→ **Questions à traiter**
1. D'après l'extrait sur les données publiques, combien de pays le Partenariat pour le gouvernement ouvert rassemble-t-il ?
2. Recopiez mot pour mot le passage de l'extrait sur les données publiques qui s'ouvre sur les mots contenant "Enfin, parce que" et se ferme sur "l’occasion d’y revenir.".

Pourquoi le Gouvernement s’est-il engagé en faveur de cette évolution importante pour notre pays ?
D’abord, parce que la mise à disposition des données publiques est un levier de croissance, d’innovation et d’emplois. Ces données en elles-mêmes n’ont pas de valeur, mais leur réutilisation est génératrice d’activité économique.
Ensuite, parce que c’est un formidable levier de modernisation de l’État. Il s’agit d’un processus d’évolution vers un service public de meilleure qualité, rendu accessible vingt-quatre heures sur vingt-quatre, à tous, partout sur le territoire et de plus en plus personnalisé, grâce par exemple à l’introduction de la géolocalisation.
Enfin, parce que c’est un levier de rénovation de la démocratie. Vous le savez, la France a pris des engagements internationaux au sein du Partenariat pour le gouvernement ouvert, organisation internationale rassemblant soixante-cinq pays. L’ouverture des données est un moyen de réinventer le débat public, de s’orienter vers une plus grande transparence et une évolution de la gouvernance ; nous aurons sans doute l’occasion d’y revenir.

→ **Lignes présentées**
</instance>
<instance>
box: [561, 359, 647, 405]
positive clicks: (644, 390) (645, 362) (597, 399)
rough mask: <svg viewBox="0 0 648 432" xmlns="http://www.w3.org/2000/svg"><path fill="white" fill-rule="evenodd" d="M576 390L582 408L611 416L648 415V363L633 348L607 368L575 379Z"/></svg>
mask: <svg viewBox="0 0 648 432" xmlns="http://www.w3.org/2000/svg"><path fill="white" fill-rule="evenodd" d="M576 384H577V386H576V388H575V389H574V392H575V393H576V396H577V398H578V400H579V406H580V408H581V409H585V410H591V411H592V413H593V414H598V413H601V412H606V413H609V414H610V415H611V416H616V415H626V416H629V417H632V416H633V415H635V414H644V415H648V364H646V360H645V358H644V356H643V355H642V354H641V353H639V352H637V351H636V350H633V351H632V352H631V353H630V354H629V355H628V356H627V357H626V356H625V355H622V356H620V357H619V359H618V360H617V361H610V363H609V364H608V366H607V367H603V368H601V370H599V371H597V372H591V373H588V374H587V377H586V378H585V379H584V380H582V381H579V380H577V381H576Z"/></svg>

→ **Liste des solutions**
1. Soixante-cinq pays.

2.
Enfin, parce que c’est un levier de rénovation de la démocratie. Vous le savez, la France a pris des engagements internationaux au sein du Partenariat pour le gouvernement ouvert, organisation internationale rassemblant soixante-cinq pays. L’ouverture des données est un moyen de réinventer le débat public, de s’orienter vers une plus grande transparence et une évolution de la gouvernance ; nous aurons sans doute l’occasion d’y revenir.